### Excerpts from a dataset on pointing at objects
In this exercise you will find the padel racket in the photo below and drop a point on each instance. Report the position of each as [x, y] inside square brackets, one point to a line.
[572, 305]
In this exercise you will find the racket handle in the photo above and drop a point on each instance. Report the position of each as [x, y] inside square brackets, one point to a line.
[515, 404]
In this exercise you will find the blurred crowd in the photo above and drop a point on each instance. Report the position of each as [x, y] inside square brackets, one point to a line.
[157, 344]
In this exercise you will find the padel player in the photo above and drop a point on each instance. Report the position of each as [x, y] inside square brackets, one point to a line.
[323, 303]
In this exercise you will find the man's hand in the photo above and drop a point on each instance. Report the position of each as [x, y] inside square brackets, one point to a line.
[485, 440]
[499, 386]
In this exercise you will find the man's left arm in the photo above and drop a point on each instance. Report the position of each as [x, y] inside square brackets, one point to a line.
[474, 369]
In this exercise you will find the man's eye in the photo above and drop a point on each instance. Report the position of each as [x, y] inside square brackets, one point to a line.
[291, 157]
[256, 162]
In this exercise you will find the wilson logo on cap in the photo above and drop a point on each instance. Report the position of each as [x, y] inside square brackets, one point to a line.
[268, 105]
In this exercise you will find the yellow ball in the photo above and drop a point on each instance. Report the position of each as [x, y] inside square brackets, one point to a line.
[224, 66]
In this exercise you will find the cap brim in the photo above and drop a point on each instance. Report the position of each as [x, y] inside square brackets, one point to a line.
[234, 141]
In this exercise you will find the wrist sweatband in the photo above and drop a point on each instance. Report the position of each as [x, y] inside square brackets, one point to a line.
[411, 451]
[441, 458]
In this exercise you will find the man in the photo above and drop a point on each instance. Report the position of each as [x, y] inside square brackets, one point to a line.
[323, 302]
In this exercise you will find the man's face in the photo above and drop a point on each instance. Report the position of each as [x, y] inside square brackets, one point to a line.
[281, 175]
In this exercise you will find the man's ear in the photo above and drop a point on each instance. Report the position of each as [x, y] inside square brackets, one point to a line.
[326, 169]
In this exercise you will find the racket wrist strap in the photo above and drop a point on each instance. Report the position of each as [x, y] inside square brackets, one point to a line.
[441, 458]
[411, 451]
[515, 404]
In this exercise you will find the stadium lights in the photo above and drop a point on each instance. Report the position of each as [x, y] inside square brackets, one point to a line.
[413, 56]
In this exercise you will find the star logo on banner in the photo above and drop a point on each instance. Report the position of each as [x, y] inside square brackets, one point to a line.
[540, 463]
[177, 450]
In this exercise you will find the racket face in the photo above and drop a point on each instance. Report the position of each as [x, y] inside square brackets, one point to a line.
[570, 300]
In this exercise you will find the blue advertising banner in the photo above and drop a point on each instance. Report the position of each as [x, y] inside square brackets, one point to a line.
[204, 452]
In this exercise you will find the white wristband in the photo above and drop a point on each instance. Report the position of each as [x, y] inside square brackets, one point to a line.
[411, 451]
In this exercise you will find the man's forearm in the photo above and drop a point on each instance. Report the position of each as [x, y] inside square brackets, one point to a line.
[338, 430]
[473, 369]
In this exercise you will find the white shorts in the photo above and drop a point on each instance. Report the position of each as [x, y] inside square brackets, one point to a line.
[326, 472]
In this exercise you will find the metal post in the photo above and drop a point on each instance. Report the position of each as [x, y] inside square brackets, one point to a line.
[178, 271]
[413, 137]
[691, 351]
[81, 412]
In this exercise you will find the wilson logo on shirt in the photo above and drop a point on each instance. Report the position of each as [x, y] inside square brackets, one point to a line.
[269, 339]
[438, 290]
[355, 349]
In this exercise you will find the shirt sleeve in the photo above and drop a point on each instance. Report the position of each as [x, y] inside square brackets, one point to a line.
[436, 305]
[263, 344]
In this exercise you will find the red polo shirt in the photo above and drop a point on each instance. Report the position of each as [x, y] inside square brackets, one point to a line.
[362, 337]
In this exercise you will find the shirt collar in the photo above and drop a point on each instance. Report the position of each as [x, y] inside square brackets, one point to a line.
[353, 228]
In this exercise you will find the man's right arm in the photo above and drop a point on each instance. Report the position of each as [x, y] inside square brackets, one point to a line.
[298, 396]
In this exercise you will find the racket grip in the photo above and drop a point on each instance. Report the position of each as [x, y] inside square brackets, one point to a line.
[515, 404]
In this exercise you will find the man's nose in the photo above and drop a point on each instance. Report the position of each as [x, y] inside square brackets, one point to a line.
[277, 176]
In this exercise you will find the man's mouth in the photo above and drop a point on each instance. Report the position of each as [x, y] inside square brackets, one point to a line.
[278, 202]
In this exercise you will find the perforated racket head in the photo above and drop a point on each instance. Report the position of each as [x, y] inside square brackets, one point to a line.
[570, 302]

### Your instructions
Can you render each line of the data above as a JSON list of strings, one string per line, leaving out any blank lines?

### Response
[
  "In this exercise you will find the padel racket in the photo below and drop a point on each instance. Report the position of each as [x, y] inside square brackets, one point to a line.",
  "[572, 305]",
  "In this exercise you will find the racket handle in the photo above and drop a point on each instance. Report the position of each as [x, y] inside square brackets, one point to a line.",
  "[515, 404]",
  "In this exercise you will find the blurred crowd in the photo above and drop a point on each instance. Report the position of each as [x, y] inside square brackets, one point to a line.",
  "[157, 344]",
  "In this exercise you will find the padel player in the photo above and drop a point on each instance. Report the position of each as [x, y] inside square brackets, one point to a line.",
  "[323, 303]",
  "In this exercise you will find the man's hand in the photo above and drop a point on each instance. Report the position of each as [x, y] inside square brackets, one point to a line.",
  "[485, 440]",
  "[499, 386]",
  "In this exercise you will find the man's left arm in the photo above and drop a point on each instance. Report the position of each as [x, y] inside square brackets, one point to a line.",
  "[474, 369]",
  "In this exercise you will find the man's eye in the photo above and drop a point on each instance. Report the position of each as [x, y] inside square brackets, one point to a line.",
  "[291, 157]",
  "[256, 162]",
  "In this exercise you will find the wilson logo on cap in the photo above and drop a point on each instance. Report the position of each as [x, y] inside square brackets, one point to a line.",
  "[268, 105]",
  "In this exercise you will find the yellow ball in the photo above and drop a point on each instance. Report the position of each as [x, y] inside square brackets, one point to a line.",
  "[224, 66]",
  "In this exercise you will find the cap brim in the photo above and drop a point on each instance. Report the position of each as [x, y] inside square brackets, one point to a line.",
  "[234, 141]",
  "In this exercise you will find the wrist sweatband in the photo above and drop a point on each instance. Report the position of each as [x, y] inside square brackets, one point to a line.",
  "[411, 451]",
  "[441, 458]",
  "In this exercise you will find the man in the photo above and drop a point on each instance. Report the position of each as [x, y] inside square brackets, one point to a line.",
  "[323, 302]",
  "In this exercise you will find the man's face in the photo above and drop a point on each instance. Report the position of each as [x, y] inside square brackets, one point to a line.",
  "[281, 175]",
  "In this exercise you will find the man's ear in the photo above and drop a point on each instance. Report the position of each as [x, y] inside square brackets, one point to a line.",
  "[326, 169]",
  "In this exercise you will find the racket wrist strap in the photo above and drop a point on each instance. Report the position of each as [x, y] inside square brackets, one point to a line.",
  "[441, 458]",
  "[411, 451]",
  "[515, 404]",
  "In this exercise you will find the stadium lights in the photo above and drop a point on each instance. Report the position of each as [x, y] inside square brackets, one point to a line.",
  "[413, 56]",
  "In this exercise you will find the star logo on banner in the photo above and drop a point on each instance. Report the position of each as [x, y] inside square brackets, one point to a line.",
  "[540, 463]",
  "[177, 450]",
  "In this exercise you will find the racket face in the photo above and drop a point on each instance. Report the position of each as [x, y] inside square brackets, one point to a line.",
  "[570, 300]",
  "In this exercise you will find the blue advertising banner in the photo above and drop a point on each instance. Report the position of each as [x, y] inside square brackets, one point to a line.",
  "[204, 452]",
  "In this exercise you will find the white wristband in the photo above and drop a point on each instance. Report the position of each as [x, y] inside square brackets, one point to a line.",
  "[411, 451]",
  "In this exercise you will find the man's forearm in the photo above and drop a point on each instance. Report the position of each as [x, y] inside square brackets, one point to a line.",
  "[338, 430]",
  "[473, 369]",
  "In this exercise you will find the white shorts in the photo above and drop a point on each instance. Report the position of each as [x, y] inside square brackets, one point to a line.",
  "[326, 472]",
  "In this exercise you will find the metal post in the photo above and drop a point on each instance. Report the position of each as [x, y] inside square brackets, one point to a line.",
  "[178, 271]",
  "[413, 137]",
  "[691, 351]",
  "[81, 412]",
  "In this exercise you will find the wilson logo on shirt in the photo above and drop a point on each instance. Report the position of each as [x, y] inside square brackets, one point to a line.",
  "[269, 339]",
  "[438, 290]",
  "[355, 349]",
  "In this exercise you will find the shirt sleeve in the photo above and drop a point on each instance. Report the position of each as [x, y] inside square brackets, one point to a line.",
  "[436, 305]",
  "[263, 344]",
  "In this exercise you will find the red polo shirt in the photo above and drop a point on each instance. Report the position of each as [x, y] inside square brackets, one point to a line.",
  "[362, 337]",
  "In this exercise you will find the shirt collar in the photo above and drop a point on each instance. Report the position of each as [x, y] inside square brackets, one point to a line.",
  "[353, 228]",
  "In this exercise you will find the man's right arm in the photo above and drop a point on each instance. Report the position of each as [x, y] inside square brackets, one point to a line.",
  "[298, 396]",
  "In this exercise you will find the racket grip in the photo above and drop a point on each instance. Report the position of each as [x, y] inside square brackets, one point to a line.",
  "[515, 404]",
  "In this exercise you will find the man's nose in the photo above and drop a point on each instance. Report the position of each as [x, y] inside square brackets, one point to a line.",
  "[277, 176]",
  "In this exercise you will find the man's mouth in the photo above and drop a point on each instance. Report the position of each as [x, y] inside square brackets, one point to a line.",
  "[278, 202]",
  "In this exercise you will find the perforated racket head in the photo above and drop a point on each instance. Report the position of each as [x, y] inside square brackets, one point to a line.",
  "[570, 302]"
]